> WORK TO DO:
Rewrite the entries between the line holding "shorts in the image above." and the line holding "124;12;140;24", inclusive, changing "bounding box" to "rectangle" and keeping everything else the same.

> GIVEN INFORMATION:

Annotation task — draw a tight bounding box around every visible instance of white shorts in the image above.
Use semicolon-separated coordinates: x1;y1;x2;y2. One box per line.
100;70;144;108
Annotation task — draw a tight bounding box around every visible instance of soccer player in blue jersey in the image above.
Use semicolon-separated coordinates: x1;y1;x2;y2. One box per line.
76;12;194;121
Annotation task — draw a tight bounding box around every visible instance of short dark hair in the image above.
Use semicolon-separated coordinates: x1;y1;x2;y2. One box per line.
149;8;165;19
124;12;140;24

...

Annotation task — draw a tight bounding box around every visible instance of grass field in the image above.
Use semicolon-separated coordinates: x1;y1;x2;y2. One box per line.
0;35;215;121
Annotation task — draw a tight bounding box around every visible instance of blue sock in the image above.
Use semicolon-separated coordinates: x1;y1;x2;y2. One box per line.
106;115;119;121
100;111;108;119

* * *

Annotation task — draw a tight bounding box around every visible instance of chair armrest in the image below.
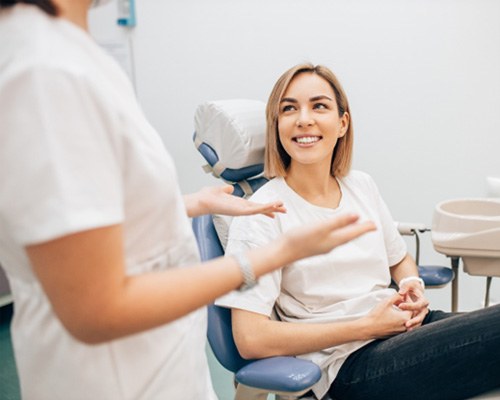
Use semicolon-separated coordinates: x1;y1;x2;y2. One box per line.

> RESULT FOR THIS EXERCISE:
Annotation task — draw a tight rectangle around every visible instance of white shorts in the image above.
Use semicolon-separated coordinates: x1;y1;x2;y2. One box per line.
100;70;144;108
Annotation task — draw a tight rectangle around every visible instance of soccer player in blue jersey in the image above.
Use semicolon-separated coordinates: x1;y1;x2;y2. One box per line.
76;12;194;121
Annotation task — draw a tight rectangle around every visible instance of short dark hair in the image above.
Use semicolon-separated coordinates: x1;y1;x2;y2. One box per line.
149;8;165;19
124;12;140;24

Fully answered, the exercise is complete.